■ Exercise instructions ■
Return exactly the lines that run from the one with "Can you find the stucco" to the last line of the entries below, both included, and nothing else.

Dataset entries:
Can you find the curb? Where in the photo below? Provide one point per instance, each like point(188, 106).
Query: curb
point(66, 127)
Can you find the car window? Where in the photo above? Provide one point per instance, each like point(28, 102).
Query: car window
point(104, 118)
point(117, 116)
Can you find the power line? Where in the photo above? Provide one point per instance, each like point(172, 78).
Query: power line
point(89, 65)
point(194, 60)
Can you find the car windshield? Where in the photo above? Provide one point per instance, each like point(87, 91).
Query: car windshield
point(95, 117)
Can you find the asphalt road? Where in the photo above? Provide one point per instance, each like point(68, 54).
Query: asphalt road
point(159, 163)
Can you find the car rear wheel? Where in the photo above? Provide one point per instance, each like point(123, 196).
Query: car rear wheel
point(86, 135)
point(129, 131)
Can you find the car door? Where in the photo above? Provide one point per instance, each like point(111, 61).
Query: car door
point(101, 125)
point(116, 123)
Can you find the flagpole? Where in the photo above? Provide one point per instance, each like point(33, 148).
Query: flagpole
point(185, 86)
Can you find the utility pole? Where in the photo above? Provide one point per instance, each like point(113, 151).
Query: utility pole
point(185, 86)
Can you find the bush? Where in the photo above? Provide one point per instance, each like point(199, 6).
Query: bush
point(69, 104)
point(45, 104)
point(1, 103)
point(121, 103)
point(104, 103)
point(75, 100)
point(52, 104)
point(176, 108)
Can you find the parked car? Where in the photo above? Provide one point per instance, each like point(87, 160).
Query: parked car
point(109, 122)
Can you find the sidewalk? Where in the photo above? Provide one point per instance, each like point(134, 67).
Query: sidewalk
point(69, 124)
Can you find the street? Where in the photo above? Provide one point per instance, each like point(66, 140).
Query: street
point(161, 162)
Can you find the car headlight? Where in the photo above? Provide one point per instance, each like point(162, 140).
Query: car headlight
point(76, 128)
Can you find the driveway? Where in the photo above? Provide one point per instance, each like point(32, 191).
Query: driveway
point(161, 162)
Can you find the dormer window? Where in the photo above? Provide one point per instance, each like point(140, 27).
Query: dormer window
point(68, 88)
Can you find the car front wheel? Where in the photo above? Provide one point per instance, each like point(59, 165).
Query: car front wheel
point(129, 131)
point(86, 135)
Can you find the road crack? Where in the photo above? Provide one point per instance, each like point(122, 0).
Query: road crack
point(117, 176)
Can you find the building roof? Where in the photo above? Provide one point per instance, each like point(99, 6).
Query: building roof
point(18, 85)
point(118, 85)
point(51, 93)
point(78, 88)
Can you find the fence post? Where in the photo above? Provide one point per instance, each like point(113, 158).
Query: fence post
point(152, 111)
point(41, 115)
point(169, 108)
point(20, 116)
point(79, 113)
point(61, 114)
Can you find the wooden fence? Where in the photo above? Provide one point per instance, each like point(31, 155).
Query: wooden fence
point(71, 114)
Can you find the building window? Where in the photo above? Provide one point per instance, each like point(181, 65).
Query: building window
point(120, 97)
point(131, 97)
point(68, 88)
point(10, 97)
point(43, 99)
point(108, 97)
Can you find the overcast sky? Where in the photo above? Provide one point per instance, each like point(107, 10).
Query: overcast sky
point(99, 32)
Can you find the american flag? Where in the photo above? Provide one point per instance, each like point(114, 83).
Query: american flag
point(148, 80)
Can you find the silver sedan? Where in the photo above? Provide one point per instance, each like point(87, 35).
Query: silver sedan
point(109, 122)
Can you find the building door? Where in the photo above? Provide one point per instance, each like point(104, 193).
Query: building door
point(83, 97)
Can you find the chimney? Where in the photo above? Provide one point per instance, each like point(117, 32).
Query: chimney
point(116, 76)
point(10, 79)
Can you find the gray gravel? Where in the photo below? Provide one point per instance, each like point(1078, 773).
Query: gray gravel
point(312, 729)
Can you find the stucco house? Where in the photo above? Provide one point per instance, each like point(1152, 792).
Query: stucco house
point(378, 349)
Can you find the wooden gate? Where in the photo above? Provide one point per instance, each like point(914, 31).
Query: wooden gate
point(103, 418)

■ Result for this exercise ■
Can you find the stucco house? Where in the photo above? Provide one point per instance, each like point(1152, 792).
Query: stucco house
point(378, 349)
Can you find the wooden gate? Where in the photo above? Provide one point per instance, each like point(914, 31).
Query: wooden gate
point(103, 418)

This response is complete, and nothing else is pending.